■ Exercise aim ■
Transcribe the entire listing faithfully; every line must match the original.

────────────────────

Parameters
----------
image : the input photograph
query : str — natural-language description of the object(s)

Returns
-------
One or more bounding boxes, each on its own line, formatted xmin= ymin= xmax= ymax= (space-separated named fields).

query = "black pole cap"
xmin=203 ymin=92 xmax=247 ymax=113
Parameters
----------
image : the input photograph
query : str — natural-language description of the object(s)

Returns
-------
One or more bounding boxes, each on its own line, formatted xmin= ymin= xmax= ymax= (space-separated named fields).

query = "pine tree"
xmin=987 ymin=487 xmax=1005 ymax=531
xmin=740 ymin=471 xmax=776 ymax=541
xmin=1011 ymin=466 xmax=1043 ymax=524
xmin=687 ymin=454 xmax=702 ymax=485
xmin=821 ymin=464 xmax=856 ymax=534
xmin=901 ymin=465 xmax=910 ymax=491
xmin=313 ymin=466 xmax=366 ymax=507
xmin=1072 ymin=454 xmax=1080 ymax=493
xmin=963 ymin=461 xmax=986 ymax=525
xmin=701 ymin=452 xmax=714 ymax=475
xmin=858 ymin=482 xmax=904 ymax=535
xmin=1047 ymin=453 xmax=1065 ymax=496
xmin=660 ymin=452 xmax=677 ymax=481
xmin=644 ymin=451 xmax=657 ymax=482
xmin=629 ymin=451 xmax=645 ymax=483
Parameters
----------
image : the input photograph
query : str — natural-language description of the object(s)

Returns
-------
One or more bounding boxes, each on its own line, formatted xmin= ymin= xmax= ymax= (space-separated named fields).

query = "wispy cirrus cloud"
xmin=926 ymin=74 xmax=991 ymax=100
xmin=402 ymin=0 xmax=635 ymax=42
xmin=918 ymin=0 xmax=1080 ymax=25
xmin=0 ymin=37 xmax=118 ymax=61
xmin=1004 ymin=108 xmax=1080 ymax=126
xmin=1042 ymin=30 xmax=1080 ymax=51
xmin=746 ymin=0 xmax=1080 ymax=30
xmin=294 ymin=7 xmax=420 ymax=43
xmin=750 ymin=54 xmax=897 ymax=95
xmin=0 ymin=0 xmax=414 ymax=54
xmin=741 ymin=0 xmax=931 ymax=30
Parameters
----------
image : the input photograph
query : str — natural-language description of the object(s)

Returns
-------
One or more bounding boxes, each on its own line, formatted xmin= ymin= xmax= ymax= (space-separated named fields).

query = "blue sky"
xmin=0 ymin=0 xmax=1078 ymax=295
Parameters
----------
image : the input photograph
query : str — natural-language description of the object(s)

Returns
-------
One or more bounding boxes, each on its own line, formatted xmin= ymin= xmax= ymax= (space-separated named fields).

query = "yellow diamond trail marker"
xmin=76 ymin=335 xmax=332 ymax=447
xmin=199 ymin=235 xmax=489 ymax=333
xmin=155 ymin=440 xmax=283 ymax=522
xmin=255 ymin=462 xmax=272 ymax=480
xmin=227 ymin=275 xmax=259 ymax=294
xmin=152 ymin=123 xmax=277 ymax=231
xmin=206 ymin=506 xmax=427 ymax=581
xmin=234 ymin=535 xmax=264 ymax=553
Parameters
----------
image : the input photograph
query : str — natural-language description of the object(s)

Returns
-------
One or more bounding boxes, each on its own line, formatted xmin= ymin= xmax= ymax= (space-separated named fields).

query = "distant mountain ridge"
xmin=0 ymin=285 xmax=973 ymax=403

────────────────────

■ Solution to the problem ■
Parameters
----------
image : the input photograph
query : str — natural-language description of the object(s)

Returns
-------
One or more bounding boxes, each on its own line, formatted xmin= ymin= xmax= ymax= (space-separated named fields).

query = "black pole cap"
xmin=203 ymin=92 xmax=247 ymax=113
Parameters
----------
image : the input photograph
query : str — natural-language description of the object(s)

Returns
-------
One or more bounding boxes, each on its own line, formatted xmin= ymin= xmax= ymax= (space-separated named fields).

query = "pine tree"
xmin=987 ymin=487 xmax=1005 ymax=531
xmin=740 ymin=471 xmax=776 ymax=541
xmin=1011 ymin=466 xmax=1043 ymax=524
xmin=687 ymin=454 xmax=702 ymax=485
xmin=821 ymin=464 xmax=856 ymax=534
xmin=901 ymin=465 xmax=910 ymax=491
xmin=313 ymin=466 xmax=366 ymax=507
xmin=1072 ymin=454 xmax=1080 ymax=493
xmin=963 ymin=461 xmax=986 ymax=525
xmin=701 ymin=452 xmax=714 ymax=475
xmin=858 ymin=482 xmax=904 ymax=535
xmin=1047 ymin=453 xmax=1065 ymax=496
xmin=660 ymin=452 xmax=677 ymax=481
xmin=644 ymin=451 xmax=657 ymax=482
xmin=629 ymin=451 xmax=645 ymax=483
Parameters
----------
image : the input photograph
query : str — natural-language description of the object(s)

Returns
-------
One or more bounding boxes, each on its own line, formatted xmin= ymin= xmax= ymax= (space-separated named fields).

query = "wispy cirrus cloud"
xmin=926 ymin=74 xmax=991 ymax=100
xmin=402 ymin=0 xmax=635 ymax=42
xmin=918 ymin=0 xmax=1080 ymax=25
xmin=0 ymin=37 xmax=118 ymax=61
xmin=1004 ymin=108 xmax=1080 ymax=126
xmin=1042 ymin=30 xmax=1080 ymax=51
xmin=746 ymin=0 xmax=1080 ymax=30
xmin=294 ymin=7 xmax=420 ymax=43
xmin=750 ymin=54 xmax=897 ymax=95
xmin=0 ymin=0 xmax=414 ymax=54
xmin=741 ymin=0 xmax=931 ymax=30
Parameters
----------
image : the input photograph
query : str — natural-language description of the object(s)

Returns
-------
One or more bounding boxes, each on its own line, formatted xmin= ymin= xmax= ymax= (space-separated named fields).

query = "blue sky"
xmin=0 ymin=0 xmax=1078 ymax=295
Parameters
----------
image : the input photograph
query : str — natural-language description of the object(s)

Returns
-------
One or more bounding boxes, each on its own line, formatted xmin= ymin= xmax= ymax= (space-separated named fields).

query = "yellow diamond trail marker"
xmin=76 ymin=335 xmax=332 ymax=447
xmin=199 ymin=235 xmax=489 ymax=333
xmin=155 ymin=440 xmax=283 ymax=522
xmin=255 ymin=462 xmax=272 ymax=480
xmin=227 ymin=275 xmax=259 ymax=294
xmin=152 ymin=123 xmax=277 ymax=231
xmin=206 ymin=506 xmax=427 ymax=581
xmin=234 ymin=535 xmax=264 ymax=553
Parameters
----------
image : the input photograph
query : str — natural-language description of the object(s)

Returns
-------
One or more bounding boxes, each on its own line, formatted xmin= ymin= xmax= ymax= (space-separated named fields).

query = "distant mountain ridge"
xmin=0 ymin=285 xmax=973 ymax=403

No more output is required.